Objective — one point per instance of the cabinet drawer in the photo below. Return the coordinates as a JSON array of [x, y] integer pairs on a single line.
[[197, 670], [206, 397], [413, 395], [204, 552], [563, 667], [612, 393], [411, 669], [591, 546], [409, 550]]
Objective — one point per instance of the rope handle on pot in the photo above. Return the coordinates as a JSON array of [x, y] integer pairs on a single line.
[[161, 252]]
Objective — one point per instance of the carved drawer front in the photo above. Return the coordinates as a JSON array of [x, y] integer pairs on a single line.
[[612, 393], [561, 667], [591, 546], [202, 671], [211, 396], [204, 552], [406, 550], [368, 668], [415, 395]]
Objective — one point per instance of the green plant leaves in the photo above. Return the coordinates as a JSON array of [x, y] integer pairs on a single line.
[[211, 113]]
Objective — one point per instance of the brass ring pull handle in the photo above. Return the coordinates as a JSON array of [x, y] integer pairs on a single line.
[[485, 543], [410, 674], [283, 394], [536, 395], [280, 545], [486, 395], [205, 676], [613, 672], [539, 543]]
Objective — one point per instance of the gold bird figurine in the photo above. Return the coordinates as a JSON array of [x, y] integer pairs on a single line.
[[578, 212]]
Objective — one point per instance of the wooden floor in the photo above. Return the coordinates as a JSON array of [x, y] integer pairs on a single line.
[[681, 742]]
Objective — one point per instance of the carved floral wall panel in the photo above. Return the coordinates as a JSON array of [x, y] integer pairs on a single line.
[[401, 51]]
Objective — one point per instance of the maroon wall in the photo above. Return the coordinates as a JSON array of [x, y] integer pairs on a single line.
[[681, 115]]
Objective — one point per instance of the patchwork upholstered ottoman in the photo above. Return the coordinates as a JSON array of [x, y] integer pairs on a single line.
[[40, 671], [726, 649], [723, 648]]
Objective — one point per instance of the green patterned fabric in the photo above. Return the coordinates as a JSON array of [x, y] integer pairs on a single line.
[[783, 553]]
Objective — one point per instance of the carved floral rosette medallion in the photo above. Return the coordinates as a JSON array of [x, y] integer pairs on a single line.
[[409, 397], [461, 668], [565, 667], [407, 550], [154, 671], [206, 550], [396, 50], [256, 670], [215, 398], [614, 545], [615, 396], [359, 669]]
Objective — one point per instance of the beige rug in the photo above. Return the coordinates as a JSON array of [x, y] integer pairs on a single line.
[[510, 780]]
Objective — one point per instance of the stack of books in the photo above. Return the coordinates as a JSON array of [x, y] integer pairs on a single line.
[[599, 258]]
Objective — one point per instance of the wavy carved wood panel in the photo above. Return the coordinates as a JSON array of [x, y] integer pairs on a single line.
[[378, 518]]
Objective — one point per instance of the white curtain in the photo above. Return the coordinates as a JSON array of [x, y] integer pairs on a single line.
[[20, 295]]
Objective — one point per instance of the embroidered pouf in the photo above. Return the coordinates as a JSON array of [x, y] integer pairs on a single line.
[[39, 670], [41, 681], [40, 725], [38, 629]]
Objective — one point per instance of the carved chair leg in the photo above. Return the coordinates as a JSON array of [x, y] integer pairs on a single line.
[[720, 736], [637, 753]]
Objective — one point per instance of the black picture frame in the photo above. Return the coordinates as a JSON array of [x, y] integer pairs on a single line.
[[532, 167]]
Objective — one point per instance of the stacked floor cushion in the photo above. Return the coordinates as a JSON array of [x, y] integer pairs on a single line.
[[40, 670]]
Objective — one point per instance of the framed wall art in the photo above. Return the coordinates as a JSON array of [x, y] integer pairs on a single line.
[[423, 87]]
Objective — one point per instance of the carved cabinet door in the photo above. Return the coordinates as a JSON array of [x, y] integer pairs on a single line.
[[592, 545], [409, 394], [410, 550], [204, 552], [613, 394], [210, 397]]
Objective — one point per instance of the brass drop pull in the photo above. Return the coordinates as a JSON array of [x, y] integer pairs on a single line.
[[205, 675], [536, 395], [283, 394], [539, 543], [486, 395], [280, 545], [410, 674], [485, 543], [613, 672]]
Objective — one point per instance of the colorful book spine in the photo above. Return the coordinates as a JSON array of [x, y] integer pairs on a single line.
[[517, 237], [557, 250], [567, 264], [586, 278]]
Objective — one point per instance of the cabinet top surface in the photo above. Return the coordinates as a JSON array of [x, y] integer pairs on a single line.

☆ ☆ ☆

**AIM:** Transcribe all of the material exactly. Omit nothing.

**FULL ANSWER:**
Objective — one point per instance of the cabinet drawer in the photo below. Return the coordinates as a JSON array of [x, y] integer pairs on a single line.
[[197, 670], [206, 397], [413, 395], [204, 552], [563, 667], [612, 393], [411, 669], [591, 546], [409, 550]]
Objective — one point per instance of the rope handle on pot in the photo above. Return the coordinates as a JSON array of [x, y] integer pairs on a single line.
[[161, 252]]
Objective — one point per instance of the carved drawer front in the photo above. Return the coordinates as a JSON array of [x, y] integer pairs on a single line.
[[612, 393], [561, 667], [591, 546], [202, 671], [211, 396], [204, 552], [406, 550], [368, 668], [415, 395]]
Objective — one point per instance of the green plant leaves in the photo above. Return the coordinates as a JSON array of [x, y] integer pairs on a single line.
[[211, 113]]
Objective — one point per instance of the brass ring pull handle in the photo above. Return the coordinates as a JSON array of [x, y] integer pairs on a single line.
[[485, 543], [410, 674], [283, 394], [536, 395], [280, 545], [486, 395], [205, 676], [613, 672], [539, 543]]
Objective — one point per instance of the gold bird figurine in the photo above. Return the coordinates as a JSON array of [x, y] integer pairs on a single line.
[[578, 212]]
Objective — one point per instance of the wooden floor in the photo above. Return the coordinates as a JSON array of [x, y] integer pairs on a single line.
[[681, 742]]
Objective — one point per instance of the carved floral wall panel in the photo above. Return the coordinates as a JSON array of [x, y] integer pairs on a single line.
[[401, 51]]
Objective — one point per instance of the maroon wall in the photo above. Return the coordinates as a JSON array of [x, y] integer pairs on a single line.
[[681, 115]]
Objective — one point per instance of the patchwork upholstered ottoman in the photo above. Return the coordinates as a JSON array of [x, y] integer pairs on a single line.
[[40, 671], [726, 649], [723, 648]]
Objective — one point per instance of the green patterned fabric in the photo above. Return the coordinates as a JSON array of [x, y] integer pairs on a single line.
[[783, 553]]
Objective — one point per instance of the carved floral rosette medallion in the photo above. Return the coordinates as a JSON array of [x, y] integer pairs on a single line.
[[409, 397], [461, 668], [565, 667], [407, 550], [154, 671], [206, 550], [396, 50], [256, 670], [215, 398], [614, 545], [615, 396], [359, 669]]
Objective — one point per instance of the beige rug in the photo above. Return the coordinates as a JSON array of [x, y] integer pairs on a single line.
[[510, 780]]
Objective — one point per instance of the stack of books in the photo above. Return the coordinates as a JSON array of [x, y] integer pairs on a single line.
[[599, 258]]
Objective — one point per instance of the wavy carved wood panel in the photo above. Return the coordinates as a JSON array of [x, y] integer pairs on a single line.
[[378, 518]]
Objective — one point per instance of the white curtain in the photo above. Return the coordinates as a JSON array of [x, y] integer pairs on a single line.
[[20, 295]]
Objective — one point per instance of the embroidered pouf in the photo above. Return the coordinates as a JSON array of [x, y] integer pairs on a single line.
[[39, 670], [41, 681], [40, 725], [38, 629]]
Objective — one point per instance of the carved chair leg in the photo above. Return the coordinates as a JSON array of [x, y] integer pairs on a single line.
[[720, 736], [637, 753]]
Objective — one point per instance of the black picture frame in the photo above. Return the coordinates as a JSON array of [x, y] integer pairs on a single line.
[[532, 167]]
Objective — one point per instance of the stacked floor cushion in the photo above. Return the coordinates as a JSON array of [x, y] integer pairs on a single line.
[[40, 670]]
Objective — one point per instance of the framed wall art in the photo above. Return the coordinates as a JSON array of [x, y] integer pairs on a single line.
[[423, 87]]
Objective — one point per instance of the carved cabinet door in the photo above. Return the coordinates as a JSON array of [x, y] integer pairs on a single line.
[[592, 545], [409, 394], [410, 550], [204, 552], [613, 394], [210, 397]]
Objective — one point per instance of the brass drop pull in the photo above. Return the coordinates as a JSON array of [x, y] integer pairs on a single line.
[[205, 675], [536, 395], [283, 394], [539, 543], [486, 395], [280, 545], [410, 674], [485, 543], [613, 672]]
Objective — one point per instance of the colorful book spine in the photo above. Return the coordinates as a JSON array of [x, y] integer pairs on a single line.
[[517, 237], [557, 250], [567, 264], [586, 278]]
Objective — one point per instance of the cabinet top surface in the photo above. Return the coordinates as a JSON array of [x, y] integer pairs on a single line.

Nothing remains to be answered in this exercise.